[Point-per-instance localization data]
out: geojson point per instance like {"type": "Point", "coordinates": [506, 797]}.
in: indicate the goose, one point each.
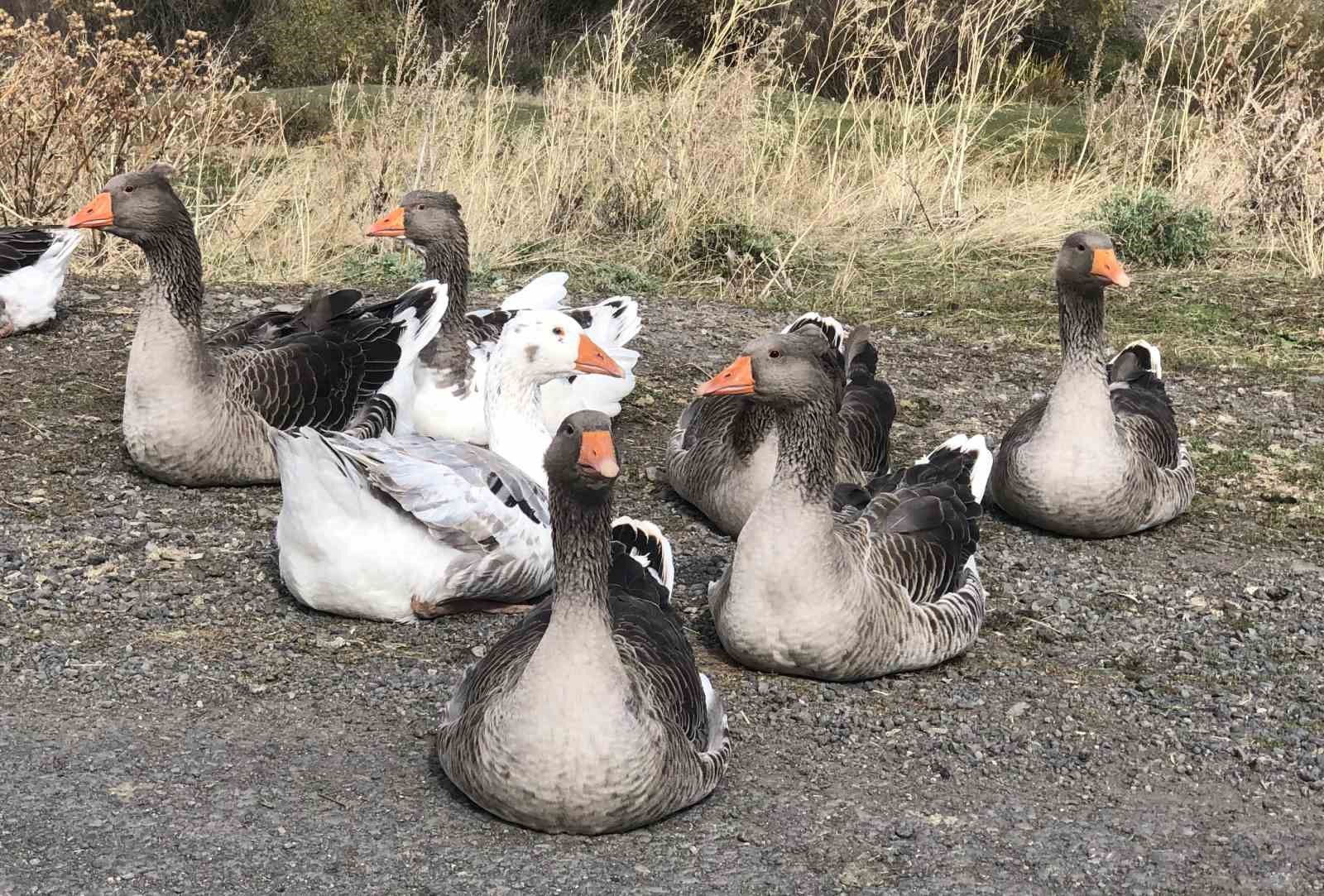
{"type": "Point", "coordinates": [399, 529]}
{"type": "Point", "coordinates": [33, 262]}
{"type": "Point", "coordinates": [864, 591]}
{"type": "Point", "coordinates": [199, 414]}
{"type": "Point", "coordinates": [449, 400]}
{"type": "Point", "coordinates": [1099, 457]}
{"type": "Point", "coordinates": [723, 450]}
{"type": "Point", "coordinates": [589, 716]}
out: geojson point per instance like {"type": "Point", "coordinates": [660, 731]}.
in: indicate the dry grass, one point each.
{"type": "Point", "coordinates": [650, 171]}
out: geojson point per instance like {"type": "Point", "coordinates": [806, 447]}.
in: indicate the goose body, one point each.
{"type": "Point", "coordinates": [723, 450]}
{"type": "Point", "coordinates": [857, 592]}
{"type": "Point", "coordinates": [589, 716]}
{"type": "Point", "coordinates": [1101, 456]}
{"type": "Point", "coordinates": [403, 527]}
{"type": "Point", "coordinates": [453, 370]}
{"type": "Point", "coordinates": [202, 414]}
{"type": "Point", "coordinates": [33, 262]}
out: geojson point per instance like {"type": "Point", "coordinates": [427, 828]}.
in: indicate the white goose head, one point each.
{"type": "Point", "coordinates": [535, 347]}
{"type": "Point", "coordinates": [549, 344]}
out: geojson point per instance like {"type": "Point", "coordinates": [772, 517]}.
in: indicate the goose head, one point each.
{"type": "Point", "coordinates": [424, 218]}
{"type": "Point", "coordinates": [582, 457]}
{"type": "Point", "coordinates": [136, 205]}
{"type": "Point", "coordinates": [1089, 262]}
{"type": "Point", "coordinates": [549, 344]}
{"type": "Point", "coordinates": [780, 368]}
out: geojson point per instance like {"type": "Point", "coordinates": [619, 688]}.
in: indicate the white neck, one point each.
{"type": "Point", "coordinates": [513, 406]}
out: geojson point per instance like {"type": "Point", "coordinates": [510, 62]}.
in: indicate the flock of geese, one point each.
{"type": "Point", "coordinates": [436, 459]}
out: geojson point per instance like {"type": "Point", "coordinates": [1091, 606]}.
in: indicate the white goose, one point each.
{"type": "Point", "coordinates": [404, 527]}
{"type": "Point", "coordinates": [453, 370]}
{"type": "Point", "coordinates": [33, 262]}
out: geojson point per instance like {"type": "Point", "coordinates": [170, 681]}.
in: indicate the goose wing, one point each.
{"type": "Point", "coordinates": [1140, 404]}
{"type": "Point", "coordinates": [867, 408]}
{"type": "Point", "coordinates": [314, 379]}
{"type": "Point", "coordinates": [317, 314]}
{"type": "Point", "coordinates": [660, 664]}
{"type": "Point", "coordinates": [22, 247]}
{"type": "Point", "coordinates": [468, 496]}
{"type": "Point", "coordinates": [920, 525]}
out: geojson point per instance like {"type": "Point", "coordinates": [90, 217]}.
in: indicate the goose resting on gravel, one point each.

→ Problem
Exactly as they stand, set down all of the entries above, minus every picture.

→ Solution to the problem
out: geojson point per instance like {"type": "Point", "coordinates": [506, 797]}.
in: indicate the goose, one point each.
{"type": "Point", "coordinates": [399, 529]}
{"type": "Point", "coordinates": [33, 262]}
{"type": "Point", "coordinates": [864, 591]}
{"type": "Point", "coordinates": [199, 414]}
{"type": "Point", "coordinates": [449, 400]}
{"type": "Point", "coordinates": [1099, 457]}
{"type": "Point", "coordinates": [723, 450]}
{"type": "Point", "coordinates": [589, 716]}
out: geojson point per instance like {"type": "Point", "coordinates": [660, 731]}.
in: indicate the dry grass, one point each.
{"type": "Point", "coordinates": [650, 171]}
out: geojson point per instance like {"type": "Point", "coordinates": [806, 447]}.
in: indicate the goose body, one point each.
{"type": "Point", "coordinates": [723, 450]}
{"type": "Point", "coordinates": [857, 592]}
{"type": "Point", "coordinates": [589, 716]}
{"type": "Point", "coordinates": [1101, 456]}
{"type": "Point", "coordinates": [403, 527]}
{"type": "Point", "coordinates": [453, 370]}
{"type": "Point", "coordinates": [202, 414]}
{"type": "Point", "coordinates": [33, 262]}
out: geojson point per instance like {"type": "Point", "coordinates": [427, 828]}.
in: indicate the white goose head, one point each.
{"type": "Point", "coordinates": [535, 347]}
{"type": "Point", "coordinates": [549, 344]}
out: geojson point per instance like {"type": "Point", "coordinates": [772, 517]}.
in: indicate the goose head, one point each.
{"type": "Point", "coordinates": [424, 218]}
{"type": "Point", "coordinates": [582, 457]}
{"type": "Point", "coordinates": [136, 205]}
{"type": "Point", "coordinates": [1089, 262]}
{"type": "Point", "coordinates": [549, 344]}
{"type": "Point", "coordinates": [780, 368]}
out: geojson point per instance like {"type": "Point", "coordinates": [619, 688]}.
in: indicate the white neck, one point each.
{"type": "Point", "coordinates": [513, 406]}
out: geojson point per instance like {"type": "Point", "coordinates": [510, 62]}.
in: indicate the flock of geese, one point each.
{"type": "Point", "coordinates": [436, 459]}
out: geojson point per instance like {"type": "Point", "coordinates": [1091, 606]}.
in: indicate the white goose, one point each.
{"type": "Point", "coordinates": [404, 527]}
{"type": "Point", "coordinates": [453, 370]}
{"type": "Point", "coordinates": [33, 262]}
out: geojson point per instance like {"type": "Point", "coordinates": [170, 681]}.
in: indicate the goose wing, one point each.
{"type": "Point", "coordinates": [1140, 404]}
{"type": "Point", "coordinates": [867, 408]}
{"type": "Point", "coordinates": [314, 379]}
{"type": "Point", "coordinates": [317, 314]}
{"type": "Point", "coordinates": [660, 664]}
{"type": "Point", "coordinates": [22, 247]}
{"type": "Point", "coordinates": [468, 496]}
{"type": "Point", "coordinates": [920, 525]}
out: geojson point per instance like {"type": "Point", "coordinates": [90, 217]}.
in: indicate the goose resting on gravel, one point each.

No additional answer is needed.